Problem description - Write out every line of the items below again, requests included, adding 120 to each point coordinate in the answers but leaving the numbers in the requests and their format samples unchanged. Omit the pictures from your copy.

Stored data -
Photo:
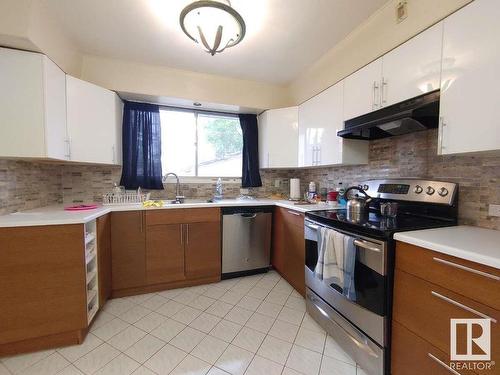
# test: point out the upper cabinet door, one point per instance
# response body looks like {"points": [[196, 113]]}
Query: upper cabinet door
{"points": [[92, 122], [470, 85], [413, 68], [278, 138], [362, 90]]}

In response -
Photo:
# test: point out the upper cabinet door, one point per instance
# response body looks like {"points": [[196, 113]]}
Query: upper cabinet door
{"points": [[212, 242], [590, 205], [533, 188], [398, 258], [482, 210]]}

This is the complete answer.